• _Work to complete_:
Type each record below again, with the same words.

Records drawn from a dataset
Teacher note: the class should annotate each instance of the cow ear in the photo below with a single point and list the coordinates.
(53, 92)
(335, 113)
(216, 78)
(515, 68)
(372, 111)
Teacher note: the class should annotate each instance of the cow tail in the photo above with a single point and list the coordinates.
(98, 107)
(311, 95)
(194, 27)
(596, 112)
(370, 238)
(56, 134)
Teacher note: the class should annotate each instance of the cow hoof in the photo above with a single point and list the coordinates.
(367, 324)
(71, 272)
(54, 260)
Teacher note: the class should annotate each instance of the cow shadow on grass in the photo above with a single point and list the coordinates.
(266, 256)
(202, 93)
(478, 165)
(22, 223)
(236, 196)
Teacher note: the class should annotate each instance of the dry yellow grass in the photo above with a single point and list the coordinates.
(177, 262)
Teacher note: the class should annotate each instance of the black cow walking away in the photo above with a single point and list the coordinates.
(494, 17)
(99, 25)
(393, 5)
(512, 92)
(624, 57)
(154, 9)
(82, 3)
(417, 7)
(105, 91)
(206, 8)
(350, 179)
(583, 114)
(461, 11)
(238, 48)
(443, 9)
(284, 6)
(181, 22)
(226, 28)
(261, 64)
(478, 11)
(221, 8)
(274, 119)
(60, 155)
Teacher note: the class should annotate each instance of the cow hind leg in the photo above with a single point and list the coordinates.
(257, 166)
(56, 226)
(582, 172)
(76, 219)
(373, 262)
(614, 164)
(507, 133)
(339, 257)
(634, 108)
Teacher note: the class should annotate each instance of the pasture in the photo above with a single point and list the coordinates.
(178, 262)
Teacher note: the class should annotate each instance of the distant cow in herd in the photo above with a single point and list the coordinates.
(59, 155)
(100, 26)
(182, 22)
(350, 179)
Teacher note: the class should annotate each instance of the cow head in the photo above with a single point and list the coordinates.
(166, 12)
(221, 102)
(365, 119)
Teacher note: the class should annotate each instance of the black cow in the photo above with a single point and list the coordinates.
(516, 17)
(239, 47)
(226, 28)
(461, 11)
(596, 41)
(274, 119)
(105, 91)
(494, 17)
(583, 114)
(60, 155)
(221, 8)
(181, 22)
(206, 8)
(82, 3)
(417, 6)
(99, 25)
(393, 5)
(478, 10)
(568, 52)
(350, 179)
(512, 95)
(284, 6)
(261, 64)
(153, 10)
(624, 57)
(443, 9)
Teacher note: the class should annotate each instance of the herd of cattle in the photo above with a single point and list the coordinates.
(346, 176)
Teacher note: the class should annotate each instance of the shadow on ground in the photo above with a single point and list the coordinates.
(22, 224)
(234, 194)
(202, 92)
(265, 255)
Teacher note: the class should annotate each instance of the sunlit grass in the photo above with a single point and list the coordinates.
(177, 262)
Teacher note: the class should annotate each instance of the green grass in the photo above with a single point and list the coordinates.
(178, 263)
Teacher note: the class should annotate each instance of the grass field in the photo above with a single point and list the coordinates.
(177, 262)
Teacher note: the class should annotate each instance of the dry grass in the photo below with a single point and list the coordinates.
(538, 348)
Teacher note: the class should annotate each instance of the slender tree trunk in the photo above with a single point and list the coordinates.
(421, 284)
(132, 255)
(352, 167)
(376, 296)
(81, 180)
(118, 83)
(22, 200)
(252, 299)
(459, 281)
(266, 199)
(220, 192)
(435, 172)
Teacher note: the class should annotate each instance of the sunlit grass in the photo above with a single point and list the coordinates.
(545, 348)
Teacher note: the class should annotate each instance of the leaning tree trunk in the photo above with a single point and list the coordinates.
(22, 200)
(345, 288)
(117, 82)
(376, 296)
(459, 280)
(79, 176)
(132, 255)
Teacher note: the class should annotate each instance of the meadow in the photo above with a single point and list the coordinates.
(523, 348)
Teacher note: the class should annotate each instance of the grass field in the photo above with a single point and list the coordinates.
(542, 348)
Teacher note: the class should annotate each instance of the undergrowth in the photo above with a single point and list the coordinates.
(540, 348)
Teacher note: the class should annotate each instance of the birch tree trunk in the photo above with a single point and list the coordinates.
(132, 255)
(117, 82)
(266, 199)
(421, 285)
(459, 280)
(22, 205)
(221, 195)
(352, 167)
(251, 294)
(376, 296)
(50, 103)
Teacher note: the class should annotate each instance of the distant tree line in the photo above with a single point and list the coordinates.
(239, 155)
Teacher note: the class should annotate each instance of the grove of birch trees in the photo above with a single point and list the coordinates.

• _Response area_:
Teacher note: the class should annotate each instance of the cow ear in the photo below with a single point and list the coordinates.
(53, 92)
(335, 113)
(216, 78)
(515, 68)
(372, 111)
Teacher note: the class should annotate each instance of the cow tail in the photo above with a single point and list the coordinates.
(98, 107)
(311, 95)
(194, 27)
(596, 112)
(370, 238)
(56, 134)
Teacher note: the class should annotate each instance of the cow hoof in the photo above with a single point and list the coordinates.
(367, 324)
(71, 272)
(54, 260)
Teacher note: the class should annotate each instance of the cow shadow on grass in the photo above with a single point and list the coordinates.
(266, 256)
(202, 93)
(478, 165)
(22, 223)
(236, 196)
Teacher note: the class should annotate each instance of the dry yellow grass in the photo above with a single point and list the coordinates.
(177, 262)
Teacher note: the class should annotate each instance of the black cow walking away in the photo above with a single point and list the coordinates.
(494, 17)
(99, 25)
(393, 5)
(512, 92)
(624, 57)
(154, 9)
(82, 3)
(417, 7)
(105, 91)
(206, 8)
(350, 179)
(583, 114)
(461, 11)
(238, 48)
(443, 9)
(284, 6)
(181, 22)
(226, 28)
(261, 64)
(478, 11)
(221, 8)
(274, 119)
(60, 155)
Teacher note: the class should annotate each instance of the cow hind leg in the photo above with a single point and list the coordinates.
(257, 166)
(56, 226)
(582, 172)
(76, 219)
(373, 262)
(614, 164)
(507, 133)
(339, 257)
(634, 108)
Teacher note: the class should annotate each instance of the pasture in the photo above with a single point and list the coordinates.
(178, 262)
Teacher note: the class should annotate each instance of the distant cow in herd in the photo above with a single point and list the coordinates.
(59, 155)
(100, 26)
(182, 22)
(350, 179)
Teacher note: the class should annotate each instance of the cow head in the photo above with a single point and list the coordinates.
(166, 12)
(221, 102)
(365, 119)
Teacher note: the class should annotate each instance of the black cow in the photo above with a single point and list the coordinates.
(516, 17)
(239, 47)
(226, 28)
(461, 11)
(596, 41)
(274, 119)
(105, 91)
(494, 17)
(583, 114)
(60, 155)
(221, 8)
(181, 22)
(206, 8)
(82, 3)
(417, 6)
(99, 25)
(393, 5)
(478, 10)
(568, 52)
(350, 179)
(512, 95)
(284, 6)
(261, 64)
(153, 10)
(624, 57)
(443, 9)
Teacher note: the class should annotate each instance of the herd of cattle in the photo above with a single point and list the coordinates.
(346, 176)
Teacher note: the class should annotate each instance of the shadow on ground in the photo above with a single point and list the coordinates.
(22, 224)
(234, 194)
(202, 92)
(265, 255)
Teacher note: the class should annotate each instance of the sunlit grass in the photo above with a single point and list the coordinates.
(177, 262)
Teacher note: the class should annotate each instance of the green grass in the photo above with a single point and list the coordinates.
(178, 263)
Teacher note: the class should annotate each instance of the grass field in the photo above with a single point and list the coordinates.
(177, 262)
Teacher note: the class should annotate each instance of the dry grass in the photo below with a single point and list the coordinates.
(538, 348)
Teacher note: the class should annotate each instance of the slender tree trunk in the photo above with a single point and list the coordinates.
(421, 284)
(132, 255)
(352, 167)
(376, 296)
(81, 180)
(118, 83)
(22, 200)
(252, 299)
(459, 281)
(266, 199)
(220, 192)
(435, 172)
Teacher note: the class should annotate each instance of the sunlit grass in the photo above with a single point and list the coordinates.
(545, 348)
Teacher note: the class should annotate each instance of the leaning tree trunk in the photo above with a single point and list the coordinates.
(22, 200)
(345, 288)
(117, 82)
(376, 296)
(459, 280)
(79, 176)
(132, 255)
Teacher note: the class should annotate each instance of the meadow in the photo above with a single point and list the coordinates.
(523, 348)
Teacher note: the class should annotate each instance of the grass field in the photo above with a single point and list the coordinates.
(542, 348)
Teacher note: the class should annotate each instance of the undergrowth in the photo above with a single point and list the coordinates.
(540, 348)
Teacher note: the class should annotate each instance of the birch tree trunk in the photo above with a single point and list the coordinates.
(132, 255)
(117, 82)
(266, 199)
(421, 285)
(459, 280)
(22, 205)
(221, 195)
(352, 167)
(251, 294)
(376, 296)
(50, 103)
Teacher note: the class should annotate each instance of the distant tree line in the photo above with a single point and list the coordinates.
(239, 155)
Teacher note: the class should annotate each instance of the grove of birch trees in the photo above with a single point and list the coordinates.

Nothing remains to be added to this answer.